■ DETALHES DA TAREFA ■
No texto sobre o Frontera, mais abaixo, transcreva sem alterações tudo o que vai desde "Dia disse..." até "Mary Mary disse...".
═══ TEXTO DE ORIGEM
Eu sei que ele estranha, que se entristece. Porque é que não escrevo sobre ele, sobre nós. Porque é sagrado, justifico-me eu aqui, sem absolvição possível, porque não há explicação, nem aqui eu arranjo uma explicação de jeito, suponho que nada que eu escreva se possa assemelhar à realidade, ao sentir, ao que foi amar com toda a pele, com todos os sentidos afinados ao mesmo tempo.
Mas hoje, guiar o Frontera, o nosso carro, foi difícil. E foi difícil, sim, também, porque o veículo pesa 2,5 toneladas e o conceito de direcção assistida é virtual. Tentem conduzir um tractor com uma tendinite a pulsar na mão direita, a das mudanças, e avaliem a dureza da privação. Foi duro por isso, mas 2,10m de altura por sei lá quantos se comprimento posso eu bem, e andar às voltas à procura de um lugar de estacionamento gigante onde caibam dois utilitários também se arranja, ou não tivesse eu pacto com o demónio em vias de beatificação do estacionamento. Já não posso é olhar pelo retrovisor e lembrar dois grand danois babosos e mal cheirosos de olhos meigos na enorme bagageira; ou para o lugar do pendura e ver-me lá, com o cabelo muito mais curto, a lutar contra o sono, numa viagem ao Alentejo onde passámos uma noite que não esqueço com o Barriga; ou ali sentada, ao volante, magnânime, poderosa, gigante, com todos os carros a deixarem-me passar sem ser preciso, sequer, um pisca; já me custa lembrar a primeira vez que guiei o gigante verde escuro metalizado, 2,8 turbo diesel, e fui buscar a Magui e fomos ao supermercado e as barras do tejadilho rasparam no tecto, e eu a tremer por todo o lado na Segunda Circular no regresso a casa, encostada à faixa da direita.
E, durante todo este dia, a mil à hora, dentro do Frontera, comprado em Torres Vedras (ou Novas?) com 80 mil quilómetros e por quatro mil e já não sei quantos contos, a pensar nisto: que o Turbo já não faz o mesmo barulho de antigamente e que tínhamos tudo para ser felizes.

6 comentários:

Dia disse...

00:52:42, um leitor chega ao (T)ralha pesquisando: "O ar quente desembacia" e antes, às 00:38:55, uma menina vem cá bater a horas impóprias à procura de "combinações de seda". Muito bom e muito apropriado.

Anónimo disse...

muito bom mana, muito bom!

Mary Mary disse...

Lindo, as coisas que as pessoas pesquisam... Ainda por cima afirmações intelegentissimas...

O resto da história é sempre aquela base... Nunca nos desilude! E deixa-nos sempre com sede de mais...
══════
═══ DADOS EXTRAÍDOS
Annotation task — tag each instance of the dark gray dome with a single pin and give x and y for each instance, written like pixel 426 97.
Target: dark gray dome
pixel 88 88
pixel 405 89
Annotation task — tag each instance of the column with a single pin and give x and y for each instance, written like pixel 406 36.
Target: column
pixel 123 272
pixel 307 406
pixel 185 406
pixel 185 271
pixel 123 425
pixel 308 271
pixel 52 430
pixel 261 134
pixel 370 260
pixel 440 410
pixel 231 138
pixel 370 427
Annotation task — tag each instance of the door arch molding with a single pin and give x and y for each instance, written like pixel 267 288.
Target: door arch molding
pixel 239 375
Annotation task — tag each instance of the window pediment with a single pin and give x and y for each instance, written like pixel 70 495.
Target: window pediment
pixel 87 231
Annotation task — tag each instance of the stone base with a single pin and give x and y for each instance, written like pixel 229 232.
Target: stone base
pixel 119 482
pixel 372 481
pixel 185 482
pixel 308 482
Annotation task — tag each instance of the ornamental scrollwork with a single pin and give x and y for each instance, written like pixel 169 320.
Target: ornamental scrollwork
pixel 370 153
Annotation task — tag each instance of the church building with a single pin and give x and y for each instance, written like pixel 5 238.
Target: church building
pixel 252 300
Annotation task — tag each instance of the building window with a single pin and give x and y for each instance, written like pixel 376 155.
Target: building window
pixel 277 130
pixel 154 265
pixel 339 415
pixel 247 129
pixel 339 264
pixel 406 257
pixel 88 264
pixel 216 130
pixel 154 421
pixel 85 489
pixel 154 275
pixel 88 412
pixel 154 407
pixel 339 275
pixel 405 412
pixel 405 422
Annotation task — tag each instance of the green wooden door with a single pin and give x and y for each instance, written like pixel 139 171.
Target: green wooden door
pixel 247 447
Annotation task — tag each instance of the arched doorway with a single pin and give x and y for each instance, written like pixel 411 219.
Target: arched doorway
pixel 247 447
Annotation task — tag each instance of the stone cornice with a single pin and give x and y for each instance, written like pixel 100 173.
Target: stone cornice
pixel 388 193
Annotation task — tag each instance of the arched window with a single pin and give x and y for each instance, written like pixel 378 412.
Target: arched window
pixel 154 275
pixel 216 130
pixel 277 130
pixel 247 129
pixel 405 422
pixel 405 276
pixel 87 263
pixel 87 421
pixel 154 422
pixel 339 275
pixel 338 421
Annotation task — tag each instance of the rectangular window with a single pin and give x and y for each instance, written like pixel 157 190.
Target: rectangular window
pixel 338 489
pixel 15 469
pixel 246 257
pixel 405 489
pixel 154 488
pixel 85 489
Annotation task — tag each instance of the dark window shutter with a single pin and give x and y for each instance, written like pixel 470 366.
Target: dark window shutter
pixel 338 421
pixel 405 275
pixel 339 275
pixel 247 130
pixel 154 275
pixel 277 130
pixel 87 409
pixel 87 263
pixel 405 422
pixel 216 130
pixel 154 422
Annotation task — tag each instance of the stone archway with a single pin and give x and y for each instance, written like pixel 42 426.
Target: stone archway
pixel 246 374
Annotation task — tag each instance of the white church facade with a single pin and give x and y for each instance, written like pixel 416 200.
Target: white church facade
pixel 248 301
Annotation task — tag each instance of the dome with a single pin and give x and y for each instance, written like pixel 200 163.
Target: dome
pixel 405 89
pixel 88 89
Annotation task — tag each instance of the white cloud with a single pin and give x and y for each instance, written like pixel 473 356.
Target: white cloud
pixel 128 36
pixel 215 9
══════
■ RESPOSTA DA TAREFA ■
Dia disse...

00:52:42, um leitor chega ao (T)ralha pesquisando: "O ar quente desembacia" e antes, às 00:38:55, uma menina vem cá bater a horas impóprias à procura de "combinações de seda". Muito bom e muito apropriado.

Anónimo disse...

muito bom mana, muito bom!

Mary Mary disse...